[Data entries]
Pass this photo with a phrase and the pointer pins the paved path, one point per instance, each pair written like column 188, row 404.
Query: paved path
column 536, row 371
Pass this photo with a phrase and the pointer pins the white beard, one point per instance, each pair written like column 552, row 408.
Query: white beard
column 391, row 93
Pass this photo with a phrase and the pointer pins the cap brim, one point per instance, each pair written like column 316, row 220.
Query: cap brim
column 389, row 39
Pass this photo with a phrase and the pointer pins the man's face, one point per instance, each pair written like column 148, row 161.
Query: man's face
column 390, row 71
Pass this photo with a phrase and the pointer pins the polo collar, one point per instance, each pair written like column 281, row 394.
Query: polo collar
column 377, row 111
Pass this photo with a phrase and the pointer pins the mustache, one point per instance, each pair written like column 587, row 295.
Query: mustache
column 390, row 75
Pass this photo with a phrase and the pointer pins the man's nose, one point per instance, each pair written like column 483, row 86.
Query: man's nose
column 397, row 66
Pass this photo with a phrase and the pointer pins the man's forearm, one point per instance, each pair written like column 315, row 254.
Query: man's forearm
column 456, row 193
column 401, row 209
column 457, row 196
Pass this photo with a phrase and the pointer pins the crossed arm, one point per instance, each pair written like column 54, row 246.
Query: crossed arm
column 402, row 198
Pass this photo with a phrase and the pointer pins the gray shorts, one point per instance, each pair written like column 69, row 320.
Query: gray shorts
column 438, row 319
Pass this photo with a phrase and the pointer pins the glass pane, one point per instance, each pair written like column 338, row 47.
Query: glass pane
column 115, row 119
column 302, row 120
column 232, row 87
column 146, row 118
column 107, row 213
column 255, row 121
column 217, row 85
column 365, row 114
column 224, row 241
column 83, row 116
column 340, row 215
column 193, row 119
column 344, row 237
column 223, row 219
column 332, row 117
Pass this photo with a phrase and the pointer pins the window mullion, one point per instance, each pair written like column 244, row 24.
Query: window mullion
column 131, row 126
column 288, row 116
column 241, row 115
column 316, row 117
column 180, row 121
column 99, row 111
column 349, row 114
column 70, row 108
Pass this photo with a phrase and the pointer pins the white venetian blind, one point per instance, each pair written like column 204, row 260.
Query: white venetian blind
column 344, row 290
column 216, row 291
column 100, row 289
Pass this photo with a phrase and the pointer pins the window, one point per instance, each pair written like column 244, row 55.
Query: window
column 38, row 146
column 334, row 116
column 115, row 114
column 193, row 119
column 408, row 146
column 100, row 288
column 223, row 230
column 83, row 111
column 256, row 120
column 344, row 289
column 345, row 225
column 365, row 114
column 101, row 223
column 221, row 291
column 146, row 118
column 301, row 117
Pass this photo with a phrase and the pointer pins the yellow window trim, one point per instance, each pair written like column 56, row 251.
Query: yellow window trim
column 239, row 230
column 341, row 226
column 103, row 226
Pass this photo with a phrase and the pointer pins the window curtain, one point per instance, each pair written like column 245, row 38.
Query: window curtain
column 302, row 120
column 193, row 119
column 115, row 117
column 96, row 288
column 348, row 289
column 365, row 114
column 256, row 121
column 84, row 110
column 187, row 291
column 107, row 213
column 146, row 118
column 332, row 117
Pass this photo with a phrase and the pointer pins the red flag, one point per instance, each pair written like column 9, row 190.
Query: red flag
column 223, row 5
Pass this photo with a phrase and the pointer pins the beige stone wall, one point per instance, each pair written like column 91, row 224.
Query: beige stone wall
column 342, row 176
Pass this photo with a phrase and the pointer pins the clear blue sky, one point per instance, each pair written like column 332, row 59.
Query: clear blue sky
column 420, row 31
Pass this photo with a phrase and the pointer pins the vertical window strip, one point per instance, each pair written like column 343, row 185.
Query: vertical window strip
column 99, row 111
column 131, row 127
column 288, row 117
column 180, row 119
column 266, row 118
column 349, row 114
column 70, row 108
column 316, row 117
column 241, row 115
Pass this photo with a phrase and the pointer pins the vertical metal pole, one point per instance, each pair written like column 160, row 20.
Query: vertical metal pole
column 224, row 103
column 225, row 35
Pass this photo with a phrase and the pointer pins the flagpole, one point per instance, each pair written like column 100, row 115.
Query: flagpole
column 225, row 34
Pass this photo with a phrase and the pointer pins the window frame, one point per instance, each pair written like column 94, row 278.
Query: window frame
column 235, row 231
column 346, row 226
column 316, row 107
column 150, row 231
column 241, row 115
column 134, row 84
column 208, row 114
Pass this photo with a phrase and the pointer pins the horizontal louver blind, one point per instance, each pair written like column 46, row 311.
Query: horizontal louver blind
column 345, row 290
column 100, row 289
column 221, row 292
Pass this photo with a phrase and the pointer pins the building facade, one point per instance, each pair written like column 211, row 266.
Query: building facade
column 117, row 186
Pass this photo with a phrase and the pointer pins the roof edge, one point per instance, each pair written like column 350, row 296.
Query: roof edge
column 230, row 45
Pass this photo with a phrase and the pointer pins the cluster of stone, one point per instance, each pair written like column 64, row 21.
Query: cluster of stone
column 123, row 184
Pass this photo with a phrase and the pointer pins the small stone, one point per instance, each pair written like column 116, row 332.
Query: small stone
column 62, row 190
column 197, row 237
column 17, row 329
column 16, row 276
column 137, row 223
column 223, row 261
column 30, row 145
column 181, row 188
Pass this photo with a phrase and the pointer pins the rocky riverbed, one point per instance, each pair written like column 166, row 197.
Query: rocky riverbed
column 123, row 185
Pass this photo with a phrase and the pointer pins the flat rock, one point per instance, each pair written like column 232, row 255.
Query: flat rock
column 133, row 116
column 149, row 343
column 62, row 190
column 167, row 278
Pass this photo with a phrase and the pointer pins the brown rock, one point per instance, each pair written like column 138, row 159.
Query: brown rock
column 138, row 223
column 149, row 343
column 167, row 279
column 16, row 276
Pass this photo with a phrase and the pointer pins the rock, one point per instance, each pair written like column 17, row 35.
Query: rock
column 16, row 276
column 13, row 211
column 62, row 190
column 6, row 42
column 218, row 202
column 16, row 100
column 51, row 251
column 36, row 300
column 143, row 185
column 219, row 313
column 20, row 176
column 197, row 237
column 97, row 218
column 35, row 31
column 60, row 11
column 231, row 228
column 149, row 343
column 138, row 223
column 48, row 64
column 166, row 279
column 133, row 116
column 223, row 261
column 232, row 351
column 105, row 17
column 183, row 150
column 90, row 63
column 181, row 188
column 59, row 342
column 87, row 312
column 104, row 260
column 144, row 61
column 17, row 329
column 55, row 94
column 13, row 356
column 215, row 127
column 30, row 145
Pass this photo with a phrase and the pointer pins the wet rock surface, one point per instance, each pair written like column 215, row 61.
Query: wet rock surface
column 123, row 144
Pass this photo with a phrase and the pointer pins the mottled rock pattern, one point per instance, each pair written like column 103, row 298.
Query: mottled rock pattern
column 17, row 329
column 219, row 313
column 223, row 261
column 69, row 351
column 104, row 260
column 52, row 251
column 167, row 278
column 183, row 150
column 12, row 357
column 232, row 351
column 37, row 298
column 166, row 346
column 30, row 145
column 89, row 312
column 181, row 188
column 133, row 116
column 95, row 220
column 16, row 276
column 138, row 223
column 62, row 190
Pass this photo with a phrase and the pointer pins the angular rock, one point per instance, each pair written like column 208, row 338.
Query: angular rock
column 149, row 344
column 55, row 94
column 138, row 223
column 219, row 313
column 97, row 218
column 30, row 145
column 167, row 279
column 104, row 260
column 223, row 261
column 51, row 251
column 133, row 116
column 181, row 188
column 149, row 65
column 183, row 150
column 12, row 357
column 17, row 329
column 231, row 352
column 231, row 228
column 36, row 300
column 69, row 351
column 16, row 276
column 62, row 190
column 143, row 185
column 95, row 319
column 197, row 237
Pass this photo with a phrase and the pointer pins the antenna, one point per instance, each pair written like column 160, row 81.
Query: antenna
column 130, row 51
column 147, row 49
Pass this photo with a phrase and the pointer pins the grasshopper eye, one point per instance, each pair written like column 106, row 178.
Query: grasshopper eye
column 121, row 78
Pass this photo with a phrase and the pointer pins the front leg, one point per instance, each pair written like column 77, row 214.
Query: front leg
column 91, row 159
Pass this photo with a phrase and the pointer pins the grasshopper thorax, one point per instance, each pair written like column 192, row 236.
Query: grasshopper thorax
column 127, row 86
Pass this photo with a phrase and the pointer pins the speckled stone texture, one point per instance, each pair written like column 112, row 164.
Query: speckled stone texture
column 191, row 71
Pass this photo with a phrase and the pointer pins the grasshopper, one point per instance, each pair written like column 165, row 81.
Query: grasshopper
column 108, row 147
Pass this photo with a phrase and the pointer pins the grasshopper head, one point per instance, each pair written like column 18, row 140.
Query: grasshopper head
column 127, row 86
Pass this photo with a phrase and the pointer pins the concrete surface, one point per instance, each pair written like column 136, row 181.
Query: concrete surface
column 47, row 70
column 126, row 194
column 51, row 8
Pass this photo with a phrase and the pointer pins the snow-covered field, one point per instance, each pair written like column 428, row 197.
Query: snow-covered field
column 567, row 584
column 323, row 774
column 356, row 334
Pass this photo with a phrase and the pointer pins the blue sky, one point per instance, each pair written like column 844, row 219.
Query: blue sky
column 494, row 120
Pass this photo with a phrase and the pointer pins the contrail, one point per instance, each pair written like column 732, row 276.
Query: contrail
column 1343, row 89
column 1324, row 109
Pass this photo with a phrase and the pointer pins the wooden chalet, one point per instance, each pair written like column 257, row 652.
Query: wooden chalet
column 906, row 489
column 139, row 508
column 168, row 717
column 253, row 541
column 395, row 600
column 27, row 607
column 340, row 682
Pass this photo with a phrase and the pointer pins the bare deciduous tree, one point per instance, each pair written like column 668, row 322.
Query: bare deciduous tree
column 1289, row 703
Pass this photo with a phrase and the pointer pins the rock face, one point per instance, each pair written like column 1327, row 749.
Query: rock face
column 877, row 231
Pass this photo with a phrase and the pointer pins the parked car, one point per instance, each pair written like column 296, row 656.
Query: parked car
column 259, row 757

* BRIEF *
Above are the records. Copy the lines beginning at the one that has "Query: yellow window trim" and ending with the one that has "94, row 278.", unchanged.

* WRITTEN ANSWER *
Query: yellow window trim
column 239, row 230
column 341, row 226
column 103, row 226
Pass this photo with a phrase and the pointer pins the window curtain, one point per instance, each pair written like column 245, row 38.
Query: window curtain
column 302, row 120
column 193, row 119
column 115, row 117
column 96, row 288
column 348, row 289
column 365, row 114
column 256, row 121
column 84, row 110
column 187, row 291
column 107, row 213
column 146, row 118
column 332, row 117
Pass this photo with a phrase and the pointer pins the red flag, one point per instance, each pair written like column 9, row 190.
Query: red flag
column 223, row 5
Pass this photo with a phrase and the pointer pins the beige stone wall, one point per instance, each pair written like column 91, row 224.
Query: beige stone wall
column 342, row 176
Pass this photo with a phrase and the pointer pins the clear blue sky, one point per instance, each pair written like column 332, row 59.
Query: clear blue sky
column 420, row 31
Pass this photo with a phrase and the pointer pins the vertical window strip, one point per instance, each pair written like column 343, row 185.
Query: vertical window strip
column 99, row 111
column 131, row 127
column 288, row 117
column 180, row 119
column 266, row 118
column 349, row 114
column 70, row 108
column 316, row 117
column 241, row 115
Pass this photo with a phrase and the pointer pins the vertical metal pole, one point per instance, each pair written like column 160, row 20.
Query: vertical metal pole
column 224, row 103
column 225, row 35
Pass this photo with a phrase and the pointer pins the flagpole, one point per instance, each pair written like column 100, row 115.
Query: flagpole
column 225, row 34
Pass this photo with a phrase and the pointer pins the window frame, one point per instance, each pair written like column 94, row 278.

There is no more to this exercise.